--- TAREA ESCRITA 1 ---
Duplica, dentro de los registros, las líneas que van desde la que contiene "Dear assistant, the user would like the whale" hasta la que contiene "[0,0,223,220]", ambas incluidas.

---------- SECCIÓN DE TEXTO ----------

Los poseedores de los sistemas productivos que articulaban la economía de Venezuela -consistente de grandes extensiones de terreno agrícola a lo largo del territorio de la provincia- y su comercio exterior, eran los mantuanos de Caracas. Por lo tanto, la hidalguía ostentaba, además de su acostumbrado poderío cultural, político y militar, un poderío económico que movía las riendas del territorio en el contexto del comercio interregional.

Oviedo dedicará gran parte de su tiempo a actividades productivas, como la administración de una siembra de cacao en los Valles del Tuy y otra de maíz en Valle de la Pascua, un hato ganadero «en un paraje llamado Las Ánimas» y especulación en la compra y venta de tierras, esclavos y piezas de arte. Mantuvo, como es de esperarse, íntima cercanía con los mantuanos más importantes de su época, dígase el conde de San Javier (su hijastro) o el marqués de Mijares.

En esta Venezuela vivía Oviedo. Ya veremos cómo su obra es un producto del mantuanaje, una autentica Historia criolla. Es relevante, además, mencionar la amplia biblioteca que poseía el autor: «[…] consta que, además de obras piadosas e históricas, Oviedo poseía ediciones en latín de Homero, Virgilio, Ovidio, Cicerón, Séneca, clásicos castellanos como Nebrija, Cervantes, Lope de Vega, Mateo Alemán, Quevedo, y curiosos libros franceses como Les plaisirs du gentilhomme champêtre de Nicolás Rapin o las admirables Memoirs de Philippe de Commines. Entre 1712 y las vísperas de su muerte adquiere obras de Calderón, Góngora, Saavedra Fajardo, Gracián, Sor Juana y los primeros tomos del Teatro crítico universal de Feijoo»¹. Esto demuestra su bagaje intelectual, propio de su casta, y probablemente desarrollado ampliamente por la educación recibida en el palacio episcopal mientras estuvo tutelado por el obispo.

---------- EXTRACTOS DE DATOS ----------

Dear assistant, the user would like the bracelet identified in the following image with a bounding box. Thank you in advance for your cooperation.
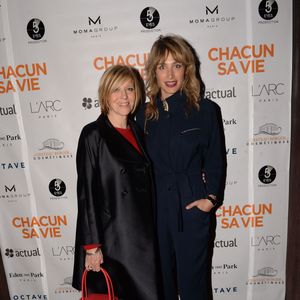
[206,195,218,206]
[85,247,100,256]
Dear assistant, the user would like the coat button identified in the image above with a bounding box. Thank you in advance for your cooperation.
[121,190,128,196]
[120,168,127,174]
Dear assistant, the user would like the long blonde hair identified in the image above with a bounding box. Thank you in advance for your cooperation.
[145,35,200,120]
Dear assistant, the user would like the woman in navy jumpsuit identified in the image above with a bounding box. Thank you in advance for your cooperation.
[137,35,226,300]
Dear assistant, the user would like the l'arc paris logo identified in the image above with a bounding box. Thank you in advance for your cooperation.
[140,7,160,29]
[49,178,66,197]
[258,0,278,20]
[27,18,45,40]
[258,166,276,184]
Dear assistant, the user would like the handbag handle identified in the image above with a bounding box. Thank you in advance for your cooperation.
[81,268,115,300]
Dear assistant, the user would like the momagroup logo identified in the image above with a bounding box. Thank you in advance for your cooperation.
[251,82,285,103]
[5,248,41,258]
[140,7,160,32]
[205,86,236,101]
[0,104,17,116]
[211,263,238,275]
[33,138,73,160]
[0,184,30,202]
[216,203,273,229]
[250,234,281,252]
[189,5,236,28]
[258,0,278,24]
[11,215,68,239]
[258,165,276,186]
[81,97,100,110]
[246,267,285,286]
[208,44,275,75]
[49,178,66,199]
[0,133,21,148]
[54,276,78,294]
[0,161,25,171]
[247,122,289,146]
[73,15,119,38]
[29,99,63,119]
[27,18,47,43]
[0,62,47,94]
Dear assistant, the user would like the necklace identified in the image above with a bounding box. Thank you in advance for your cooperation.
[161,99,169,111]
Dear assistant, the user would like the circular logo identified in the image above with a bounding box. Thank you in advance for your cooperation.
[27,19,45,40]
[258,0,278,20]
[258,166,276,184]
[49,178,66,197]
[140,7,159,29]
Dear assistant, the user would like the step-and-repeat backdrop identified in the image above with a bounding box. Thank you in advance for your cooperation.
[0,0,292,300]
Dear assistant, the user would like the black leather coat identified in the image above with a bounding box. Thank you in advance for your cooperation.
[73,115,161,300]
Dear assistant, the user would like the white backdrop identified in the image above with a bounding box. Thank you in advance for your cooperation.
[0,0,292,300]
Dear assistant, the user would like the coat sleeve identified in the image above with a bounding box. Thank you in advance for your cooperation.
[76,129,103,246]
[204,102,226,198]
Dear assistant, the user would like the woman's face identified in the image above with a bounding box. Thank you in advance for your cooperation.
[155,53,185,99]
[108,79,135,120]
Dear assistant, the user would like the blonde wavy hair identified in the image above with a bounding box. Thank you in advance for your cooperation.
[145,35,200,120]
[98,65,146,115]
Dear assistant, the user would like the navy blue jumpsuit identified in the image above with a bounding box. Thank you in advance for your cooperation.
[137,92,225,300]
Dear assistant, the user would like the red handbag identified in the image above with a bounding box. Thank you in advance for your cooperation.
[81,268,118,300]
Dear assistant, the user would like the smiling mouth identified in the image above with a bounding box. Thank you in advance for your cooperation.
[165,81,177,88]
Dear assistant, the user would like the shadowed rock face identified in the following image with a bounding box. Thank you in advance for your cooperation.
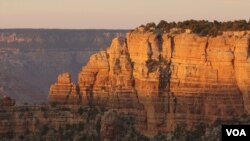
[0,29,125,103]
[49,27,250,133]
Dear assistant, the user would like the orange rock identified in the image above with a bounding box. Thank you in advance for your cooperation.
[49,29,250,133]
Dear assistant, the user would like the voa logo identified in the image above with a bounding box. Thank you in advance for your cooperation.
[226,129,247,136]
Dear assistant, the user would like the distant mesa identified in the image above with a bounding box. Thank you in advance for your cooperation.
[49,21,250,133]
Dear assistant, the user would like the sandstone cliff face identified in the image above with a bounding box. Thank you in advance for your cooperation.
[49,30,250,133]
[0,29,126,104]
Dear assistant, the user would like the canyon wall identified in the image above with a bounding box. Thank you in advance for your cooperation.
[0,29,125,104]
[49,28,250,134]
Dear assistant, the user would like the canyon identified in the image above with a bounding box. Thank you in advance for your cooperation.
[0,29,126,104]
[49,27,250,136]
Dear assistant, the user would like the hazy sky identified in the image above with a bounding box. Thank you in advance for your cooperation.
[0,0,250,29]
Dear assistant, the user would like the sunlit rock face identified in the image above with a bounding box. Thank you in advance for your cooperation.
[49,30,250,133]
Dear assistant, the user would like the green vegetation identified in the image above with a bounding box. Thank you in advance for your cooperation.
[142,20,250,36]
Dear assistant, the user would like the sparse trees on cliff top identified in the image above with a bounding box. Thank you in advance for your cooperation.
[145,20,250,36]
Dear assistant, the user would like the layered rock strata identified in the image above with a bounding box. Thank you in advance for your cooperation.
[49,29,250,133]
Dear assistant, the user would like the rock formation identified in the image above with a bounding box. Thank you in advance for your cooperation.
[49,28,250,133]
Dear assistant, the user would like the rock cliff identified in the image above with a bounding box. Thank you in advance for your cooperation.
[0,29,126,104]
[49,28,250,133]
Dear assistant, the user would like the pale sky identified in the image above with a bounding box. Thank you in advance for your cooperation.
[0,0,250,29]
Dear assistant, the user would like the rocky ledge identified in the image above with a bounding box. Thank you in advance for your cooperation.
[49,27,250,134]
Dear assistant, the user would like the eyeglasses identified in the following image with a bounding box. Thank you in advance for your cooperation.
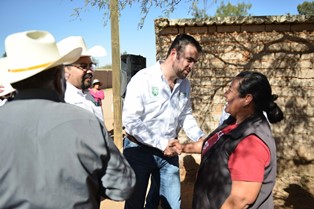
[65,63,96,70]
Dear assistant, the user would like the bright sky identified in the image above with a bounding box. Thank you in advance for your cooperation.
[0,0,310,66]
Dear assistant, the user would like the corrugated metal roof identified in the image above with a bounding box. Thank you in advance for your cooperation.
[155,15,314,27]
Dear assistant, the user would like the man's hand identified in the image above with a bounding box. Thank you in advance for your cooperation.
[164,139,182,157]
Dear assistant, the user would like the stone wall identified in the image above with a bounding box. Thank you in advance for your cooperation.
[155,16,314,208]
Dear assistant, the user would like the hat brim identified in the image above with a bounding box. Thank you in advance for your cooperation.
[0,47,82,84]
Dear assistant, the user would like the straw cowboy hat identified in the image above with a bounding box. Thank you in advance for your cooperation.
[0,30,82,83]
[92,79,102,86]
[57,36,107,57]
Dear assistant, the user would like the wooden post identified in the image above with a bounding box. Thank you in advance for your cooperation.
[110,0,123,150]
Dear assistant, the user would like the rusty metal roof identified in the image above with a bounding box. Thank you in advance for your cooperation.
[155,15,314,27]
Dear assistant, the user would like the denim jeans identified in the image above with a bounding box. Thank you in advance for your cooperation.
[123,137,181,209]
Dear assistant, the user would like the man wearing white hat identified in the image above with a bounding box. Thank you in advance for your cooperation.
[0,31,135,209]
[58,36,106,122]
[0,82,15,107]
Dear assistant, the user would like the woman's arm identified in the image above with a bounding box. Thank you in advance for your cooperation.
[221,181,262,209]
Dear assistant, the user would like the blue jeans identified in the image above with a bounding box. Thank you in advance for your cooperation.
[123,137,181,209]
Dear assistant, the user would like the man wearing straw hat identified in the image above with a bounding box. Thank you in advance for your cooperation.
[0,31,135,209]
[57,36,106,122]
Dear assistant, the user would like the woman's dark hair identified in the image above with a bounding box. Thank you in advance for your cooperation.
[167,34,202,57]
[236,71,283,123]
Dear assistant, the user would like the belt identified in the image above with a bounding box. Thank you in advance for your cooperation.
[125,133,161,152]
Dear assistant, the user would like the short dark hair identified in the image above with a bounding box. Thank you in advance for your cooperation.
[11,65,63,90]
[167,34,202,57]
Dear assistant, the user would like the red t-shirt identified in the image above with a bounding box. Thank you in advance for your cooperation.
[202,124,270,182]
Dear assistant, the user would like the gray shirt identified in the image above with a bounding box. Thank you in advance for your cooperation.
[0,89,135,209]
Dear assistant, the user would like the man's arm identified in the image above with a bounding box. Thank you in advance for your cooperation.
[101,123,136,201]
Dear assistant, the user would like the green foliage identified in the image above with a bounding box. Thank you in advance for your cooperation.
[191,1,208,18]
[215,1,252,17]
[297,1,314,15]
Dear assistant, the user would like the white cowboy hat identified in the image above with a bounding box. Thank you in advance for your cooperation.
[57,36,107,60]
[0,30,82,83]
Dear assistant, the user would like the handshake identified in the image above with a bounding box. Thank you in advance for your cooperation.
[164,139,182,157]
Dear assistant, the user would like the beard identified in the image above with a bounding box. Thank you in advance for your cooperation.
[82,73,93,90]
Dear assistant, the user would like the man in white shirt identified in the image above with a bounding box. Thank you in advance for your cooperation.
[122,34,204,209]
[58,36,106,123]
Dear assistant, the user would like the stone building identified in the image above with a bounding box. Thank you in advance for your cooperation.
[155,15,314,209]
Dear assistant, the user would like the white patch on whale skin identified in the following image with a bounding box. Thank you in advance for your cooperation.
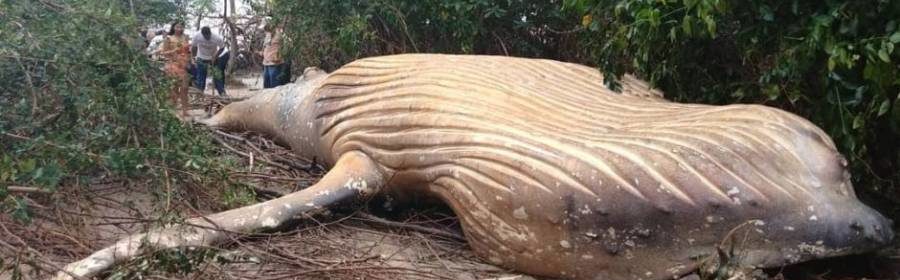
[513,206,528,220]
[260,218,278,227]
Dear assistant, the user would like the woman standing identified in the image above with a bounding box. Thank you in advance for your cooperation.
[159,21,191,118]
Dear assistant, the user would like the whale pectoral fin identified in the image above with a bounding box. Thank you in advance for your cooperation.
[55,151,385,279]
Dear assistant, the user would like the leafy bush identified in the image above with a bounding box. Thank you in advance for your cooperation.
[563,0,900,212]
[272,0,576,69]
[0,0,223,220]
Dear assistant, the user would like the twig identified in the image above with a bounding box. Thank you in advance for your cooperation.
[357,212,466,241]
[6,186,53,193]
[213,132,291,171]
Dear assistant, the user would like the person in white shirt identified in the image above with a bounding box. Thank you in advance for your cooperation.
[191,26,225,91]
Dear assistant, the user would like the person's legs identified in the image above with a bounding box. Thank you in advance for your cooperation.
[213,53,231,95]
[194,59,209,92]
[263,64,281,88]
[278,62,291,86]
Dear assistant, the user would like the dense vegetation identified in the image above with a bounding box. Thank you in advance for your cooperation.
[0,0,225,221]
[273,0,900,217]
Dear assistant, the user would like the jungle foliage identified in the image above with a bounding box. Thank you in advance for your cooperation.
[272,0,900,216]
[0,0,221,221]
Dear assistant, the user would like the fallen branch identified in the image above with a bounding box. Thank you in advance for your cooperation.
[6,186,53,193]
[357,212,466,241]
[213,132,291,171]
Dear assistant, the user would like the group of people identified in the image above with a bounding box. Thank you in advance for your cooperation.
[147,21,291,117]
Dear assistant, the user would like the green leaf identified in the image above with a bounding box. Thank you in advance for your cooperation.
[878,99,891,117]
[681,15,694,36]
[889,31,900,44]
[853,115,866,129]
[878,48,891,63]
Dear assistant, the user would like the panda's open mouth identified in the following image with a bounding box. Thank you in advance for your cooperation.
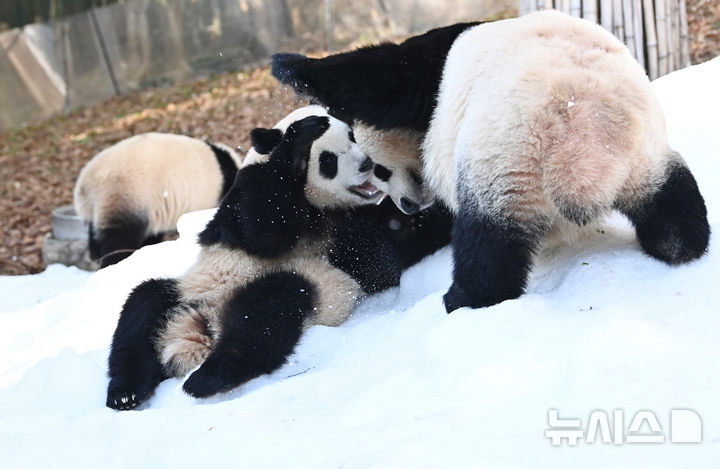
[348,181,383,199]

----------

--- TAREA ESCRITA 2 ---
Retoma el texto sobre Oviedo y los mantuanos de Caracas y continúalo a partir de su última oración.

--- RESPUESTA CORRECTA 1 ---
Dear assistant, the user would like the whale pectoral fin identified in the image above with a bounding box. Thank you in advance for your cooperation.
[55,151,385,279]
Dear assistant, the user would like the leafy bush identified in the image above with a bounding box. Thank you in advance for your cooperation.
[563,0,900,212]
[272,0,576,69]
[0,0,223,220]

--- RESPUESTA CORRECTA 2 ---
El maestre de campo don Juan Mijares de Solórzano, caballero de la orden de Calatrava (anónimo, 1735).

Historia de la Conquista y Población de la Provincia de Venezuela:

Oviedo comenzó a recaudar documentos para la confección de la obra por ahí de 1703, y se cree que para 1705 redactó los primeros borradores. ¿Cuáles fueron estos documentos? Pues, el autor no los cita, ni los desglosa al final, como solemos hacerlo nosotros: «Si reparase el curioso en la poca cita de autores de que me valgo, esa es la mayor prueba de la verdad que escribo, pues habiéndome gobernado en todo por los instrumentos antiguos que he leído, ya que la prolijidad no me permite el citarlos, aseguro en su autoridad la certeza de que necesito para los sucesos que refiero». Según él, sus fuentes son tantas que se le hace imposible citarlas, y eso debería dejar en evidencia lo verdad de lo contenido en la Historia.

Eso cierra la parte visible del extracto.